[Recorded data]
▬▬▬

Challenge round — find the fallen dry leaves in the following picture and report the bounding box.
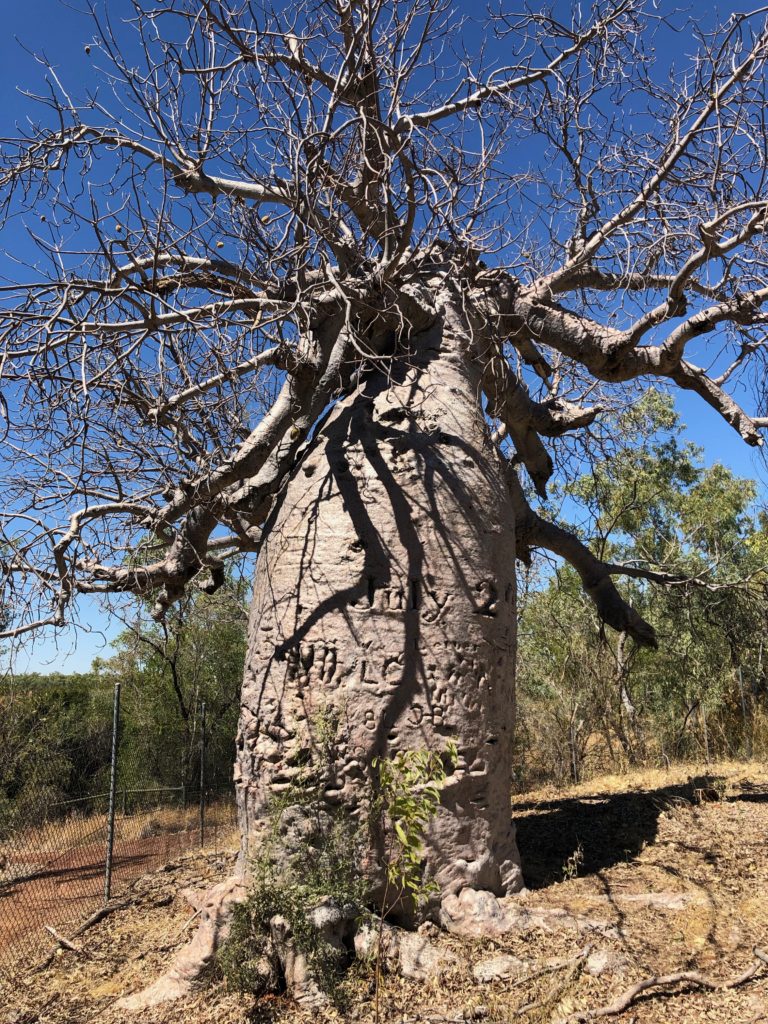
[1,760,767,1024]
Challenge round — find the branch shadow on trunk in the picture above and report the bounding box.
[260,347,517,907]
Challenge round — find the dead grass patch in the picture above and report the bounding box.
[2,761,767,1024]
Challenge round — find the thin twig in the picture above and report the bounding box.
[558,947,768,1023]
[71,900,130,937]
[517,945,591,1016]
[36,900,130,970]
[511,945,593,990]
[43,925,85,956]
[172,906,203,940]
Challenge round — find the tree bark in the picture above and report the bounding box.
[234,302,524,909]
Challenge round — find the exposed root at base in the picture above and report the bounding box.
[114,884,618,1012]
[440,887,616,939]
[116,876,247,1011]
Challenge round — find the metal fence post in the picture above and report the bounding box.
[738,666,752,758]
[199,701,206,848]
[104,681,121,904]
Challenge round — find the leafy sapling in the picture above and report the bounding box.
[373,741,458,906]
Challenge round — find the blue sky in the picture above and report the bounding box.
[1,1,767,673]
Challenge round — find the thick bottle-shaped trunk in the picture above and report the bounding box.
[235,310,523,905]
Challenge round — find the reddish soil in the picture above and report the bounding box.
[0,828,211,970]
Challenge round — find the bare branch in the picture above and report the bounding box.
[508,468,657,648]
[1,0,767,636]
[395,3,636,132]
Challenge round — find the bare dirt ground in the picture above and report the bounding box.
[0,831,204,952]
[0,802,237,970]
[2,760,768,1024]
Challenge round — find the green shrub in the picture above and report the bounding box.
[219,807,368,998]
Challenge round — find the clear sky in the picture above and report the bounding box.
[1,0,766,673]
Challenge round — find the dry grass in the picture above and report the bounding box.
[116,799,238,845]
[520,758,768,801]
[1,798,237,874]
[2,761,768,1024]
[0,798,238,976]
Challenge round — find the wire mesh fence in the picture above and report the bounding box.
[0,680,238,977]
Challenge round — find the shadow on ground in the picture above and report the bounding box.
[514,775,768,889]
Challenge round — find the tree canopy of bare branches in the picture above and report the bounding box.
[2,0,768,646]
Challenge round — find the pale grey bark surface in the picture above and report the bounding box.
[237,291,522,902]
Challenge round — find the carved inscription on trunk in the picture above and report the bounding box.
[236,313,523,903]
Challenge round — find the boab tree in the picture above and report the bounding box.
[2,0,768,953]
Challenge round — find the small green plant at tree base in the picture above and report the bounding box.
[373,741,458,906]
[220,738,457,1012]
[219,808,369,1001]
[369,742,458,1024]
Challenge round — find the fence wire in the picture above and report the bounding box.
[0,681,237,976]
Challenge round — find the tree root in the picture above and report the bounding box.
[114,880,765,1018]
[115,876,247,1011]
[557,947,768,1023]
[441,887,616,939]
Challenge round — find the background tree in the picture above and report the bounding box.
[517,393,768,784]
[99,572,248,793]
[2,0,768,948]
[0,576,248,842]
[0,673,113,836]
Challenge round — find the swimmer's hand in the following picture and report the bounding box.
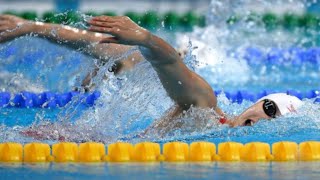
[88,16,150,46]
[0,15,34,43]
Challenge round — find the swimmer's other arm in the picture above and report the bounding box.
[88,16,223,114]
[0,14,141,60]
[0,14,143,90]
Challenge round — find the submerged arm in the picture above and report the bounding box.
[142,105,183,137]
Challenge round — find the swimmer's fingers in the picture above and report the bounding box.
[0,28,10,41]
[0,21,9,31]
[89,25,113,33]
[0,15,14,20]
[89,26,121,39]
[90,15,149,46]
[0,21,8,26]
[0,15,24,23]
[0,28,7,33]
[0,24,6,32]
[91,16,121,23]
[0,16,30,43]
[91,16,116,23]
[88,20,118,28]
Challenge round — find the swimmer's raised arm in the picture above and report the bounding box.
[88,16,222,114]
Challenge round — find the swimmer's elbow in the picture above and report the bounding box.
[139,34,181,65]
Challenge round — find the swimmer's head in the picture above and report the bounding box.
[229,93,303,127]
[230,100,280,127]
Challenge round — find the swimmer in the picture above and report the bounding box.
[0,15,304,140]
[86,16,304,130]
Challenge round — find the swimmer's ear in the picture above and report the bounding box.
[99,36,119,44]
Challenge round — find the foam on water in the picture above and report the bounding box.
[0,37,94,92]
[176,26,250,89]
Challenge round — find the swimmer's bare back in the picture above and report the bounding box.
[88,16,224,120]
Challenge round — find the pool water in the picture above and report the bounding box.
[0,162,319,180]
[1,0,320,179]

▬▬▬

Your objective:
Give every record again exactly, apart from the pictures, which stay out.

Output for this exercise:
Challenge round — find the fallen dry leaves in the following picture and report the bounding box.
[1,760,767,1024]
Challenge round — find the branch shadow on trunk in the picture above and report the bounding box.
[260,347,517,907]
Challenge round — find the dead grass patch in the picture above and report the bounding box.
[2,761,767,1024]
Challenge round — find the thin twig in the picture above and report the bounding box.
[558,947,768,1023]
[71,900,130,937]
[517,945,591,1016]
[36,900,130,970]
[511,945,593,990]
[43,925,85,956]
[172,906,203,940]
Challenge round — find the tree bark in the picture above and report the bounding box.
[234,302,524,909]
Challenge round — find the exposed root at base in the picture above and report the bounding box.
[114,884,618,1012]
[440,887,616,939]
[116,876,247,1011]
Challenge round — find the metal fence post in the picture above and report the bounding box.
[738,666,752,758]
[199,701,206,848]
[104,681,121,904]
Challenge round — find the leafy sapling in the picture above and report the bounding box.
[373,741,458,906]
Challenge round — find the blue sky in the picture above and report the bounding box.
[1,1,767,673]
Challenge round — find the thick bottle-shaped trunk in the picture above and report the bounding box.
[235,310,523,905]
Challenge round — find the reddish soil in the picture above and report the bounding box.
[0,828,211,970]
Challenge round — find the bare branch in the picture above and report the bounding box.
[508,468,657,648]
[1,0,767,636]
[395,3,636,132]
Challenge round — find the bare dirt ground in the picture above and report the bounding box.
[0,831,204,952]
[0,802,237,970]
[2,760,768,1024]
Challenge round — find the green shrub in the picture above and report the bounding box.
[219,807,368,998]
Challenge round — find the clear sky in the picture above and report the bounding box.
[1,0,766,673]
Challenge round — find the dry grass in the picture above and report the bounding box.
[116,799,238,845]
[520,758,768,801]
[1,798,237,874]
[2,761,768,1024]
[0,798,238,976]
Challenge round — find the wire mesh fence in the picture above and report the bounding box.
[0,680,238,977]
Challenge round — find the shadow on ground in the picture above and report the bounding box.
[514,775,768,889]
Challenge round — find the tree canopy of bare branches in the picture above and report the bounding box.
[2,0,768,646]
Challenge round — find the pale grey bark surface in the picture above and report the bounding box.
[237,291,522,902]
Challenge round — find the carved inscription on trunk in the picture above and report the bounding box.
[236,313,523,903]
Challenge round — find the boab tree in the picture above and report the bounding box.
[2,0,768,953]
Challenge round — find the small green plant at tree base in the picture above and report the bounding box.
[373,741,458,906]
[220,738,457,1012]
[219,808,369,1001]
[369,742,458,1024]
Challenge round — find the fence wire in the picture above and report the bounding box.
[0,681,237,976]
Challenge round — find the tree root in the picture above and report the bounding box.
[114,880,765,1018]
[115,876,247,1011]
[557,947,768,1023]
[441,887,616,939]
Challenge round — find the background tree in the picture above and report the bounding box.
[517,393,768,784]
[99,572,248,793]
[2,0,768,948]
[0,576,248,842]
[0,673,113,836]
Challenge round — find the swimmer's hand in the following picture and report the bounding box.
[88,16,150,46]
[0,15,34,43]
Challenge round — find the swimmer's other arm in the picture above and report the bounding box.
[88,16,223,114]
[0,14,141,60]
[0,14,143,90]
Challenge round — find the submerged arm in the picture above and report the bounding box.
[142,105,183,137]
Challenge round — find the swimmer's fingers in the picture above and report the bounding box.
[0,28,10,41]
[0,21,9,31]
[89,25,113,33]
[0,15,14,20]
[89,26,121,39]
[90,15,149,46]
[0,21,8,26]
[0,15,24,23]
[0,28,7,33]
[0,24,6,32]
[91,16,121,23]
[0,16,30,43]
[91,16,116,23]
[88,20,118,28]
Challenge round — find the swimmer's raised arm in the picture above and report the bounding box.
[88,16,222,114]
Challenge round — find the swimmer's elbow in the picture above and report the bounding box.
[139,34,181,65]
Challenge round — find the swimmer's head in the picture above and report the bounding box.
[229,93,303,127]
[230,100,280,127]
Challenge round — find the swimmer in the picture above and report the bounding box.
[0,15,304,140]
[86,16,304,130]
Challenge round — find the swimmer's ear in the picture above and report the bounding box.
[99,36,119,44]
Challenge round — find the foam on water in the picture above and report the bounding box.
[0,37,94,92]
[176,26,250,89]
Challenge round — find the swimmer's bare back in the picture above and report the bounding box.
[88,16,224,120]
Challenge round — find the pool water in the picture above and report the bounding box.
[0,162,319,180]
[1,0,320,179]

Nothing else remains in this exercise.